INSTRUCTIONS TO FOLLOW:
Reproduce the material below line for line, with every character unchanged.
------
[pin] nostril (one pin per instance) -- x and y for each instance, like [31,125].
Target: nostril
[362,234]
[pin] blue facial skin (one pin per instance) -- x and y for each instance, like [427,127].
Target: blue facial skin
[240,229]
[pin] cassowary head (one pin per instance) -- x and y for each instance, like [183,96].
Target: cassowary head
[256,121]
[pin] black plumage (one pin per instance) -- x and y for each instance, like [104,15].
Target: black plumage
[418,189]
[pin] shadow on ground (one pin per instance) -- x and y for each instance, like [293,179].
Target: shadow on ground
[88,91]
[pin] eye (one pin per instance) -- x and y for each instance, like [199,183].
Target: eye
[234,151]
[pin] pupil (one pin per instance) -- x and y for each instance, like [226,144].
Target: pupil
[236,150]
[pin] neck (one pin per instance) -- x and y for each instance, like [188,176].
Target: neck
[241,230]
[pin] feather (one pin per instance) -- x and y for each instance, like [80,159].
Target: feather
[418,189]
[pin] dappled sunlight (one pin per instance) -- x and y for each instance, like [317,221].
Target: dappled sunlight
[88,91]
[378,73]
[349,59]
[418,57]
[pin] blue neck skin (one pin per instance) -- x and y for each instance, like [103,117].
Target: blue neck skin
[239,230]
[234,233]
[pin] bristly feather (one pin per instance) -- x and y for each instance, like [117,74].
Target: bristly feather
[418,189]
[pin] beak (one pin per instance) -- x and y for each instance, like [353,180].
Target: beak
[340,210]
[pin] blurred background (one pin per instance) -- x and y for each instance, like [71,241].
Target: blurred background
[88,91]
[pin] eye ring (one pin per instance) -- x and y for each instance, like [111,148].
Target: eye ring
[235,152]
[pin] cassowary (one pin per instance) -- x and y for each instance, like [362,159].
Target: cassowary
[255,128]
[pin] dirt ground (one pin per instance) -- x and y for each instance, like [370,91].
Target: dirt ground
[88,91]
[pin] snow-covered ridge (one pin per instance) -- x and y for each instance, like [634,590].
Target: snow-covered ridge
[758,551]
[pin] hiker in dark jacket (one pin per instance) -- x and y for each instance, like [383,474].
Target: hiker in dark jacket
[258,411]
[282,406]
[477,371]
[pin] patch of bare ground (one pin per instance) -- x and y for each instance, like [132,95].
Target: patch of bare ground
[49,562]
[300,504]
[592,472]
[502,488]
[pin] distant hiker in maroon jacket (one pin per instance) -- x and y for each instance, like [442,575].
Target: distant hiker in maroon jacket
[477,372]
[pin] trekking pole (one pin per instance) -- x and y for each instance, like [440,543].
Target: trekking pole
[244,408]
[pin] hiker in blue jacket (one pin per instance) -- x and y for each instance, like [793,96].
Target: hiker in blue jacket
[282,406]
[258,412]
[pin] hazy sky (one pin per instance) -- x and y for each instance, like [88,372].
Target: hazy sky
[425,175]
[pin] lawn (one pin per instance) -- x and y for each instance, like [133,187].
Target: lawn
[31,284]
------
ANSWER TO THE PROBLEM:
[pin] nostril (one pin per instance) -- x and y for each instance, like [31,125].
Target: nostril
[362,234]
[pin] blue facial skin (one pin per instance) -- x and y for each instance, like [427,127].
Target: blue facial skin
[240,229]
[pin] cassowary head (one pin per instance) -- x and y for each instance, like [183,96].
Target: cassowary head
[256,121]
[pin] black plumage (one pin per instance) -- x and y for each instance, like [104,15].
Target: black plumage
[418,189]
[pin] shadow on ground (one pin per instance) -- x and y for each instance, like [293,179].
Target: shadow on ground
[88,91]
[pin] eye (one pin per instance) -- x and y for each instance, like [199,183].
Target: eye
[234,151]
[pin] pupil (one pin per instance) -- x and y for each instance, like [226,144].
Target: pupil
[236,150]
[pin] neck (one pin per instance) -- x and y for each instance, like [188,176].
Target: neck
[241,230]
[pin] feather (one pin per instance) -- x and y for each instance, like [80,159].
Target: feather
[418,189]
[pin] dappled sunlight (one pin per instance) -- x and y for each instance, like [317,221].
Target: dappled sunlight
[88,91]
[378,73]
[349,59]
[418,57]
[pin] blue neck skin (one pin per instance) -- x and y for each instance, like [103,117].
Target: blue neck skin
[239,230]
[234,233]
[pin] bristly feather (one pin per instance) -- x and y for each instance, like [117,74].
Target: bristly feather
[418,189]
[pin] beak (one pin per instance) -- x and y for each instance, like [353,180].
Target: beak
[340,210]
[pin] blurred background (one pin per instance) -- x and y for each instance, like [71,241].
Target: blurred background
[88,91]
[pin] eye ring (one pin per instance) -- x and y for each instance, like [111,148].
Target: eye ring
[235,152]
[pin] cassowary (one pin per instance) -- x and y for each instance, like [362,159].
Target: cassowary
[255,128]
[pin] dirt ground (one pin per instance) -- x and y for each instance, like [370,91].
Target: dirt ground
[88,91]
[pin] snow-covered ridge (one pin per instance) -- x and y for each instance, like [634,590].
Target: snow-covered ridge
[758,551]
[pin] hiker in dark jacket (one pin per instance) -- x and y for each instance, like [383,474].
Target: hiker in dark jacket
[258,411]
[282,406]
[477,371]
[pin] patch of bare ground (one pin per instance) -- x and y for each instance, like [132,95].
Target: patch of bare ground
[49,562]
[300,504]
[592,472]
[502,488]
[pin] distant hiker in maroon jacket (one pin per instance) -- x and y for each instance, like [442,575].
Target: distant hiker in maroon jacket
[477,372]
[pin] trekking pole (one pin per instance) -- x and y for each instance, like [440,543].
Target: trekking pole
[244,408]
[pin] hiker in blue jacket (one pin per instance) -- x and y for each instance, like [793,96].
Target: hiker in blue jacket
[282,406]
[258,412]
[pin] hazy sky (one pin per instance) -- x and y for each instance, like [88,372].
Target: hazy sky
[425,175]
[pin] lawn (one pin per instance) -- x and y for each instance, like [133,187].
Target: lawn
[31,284]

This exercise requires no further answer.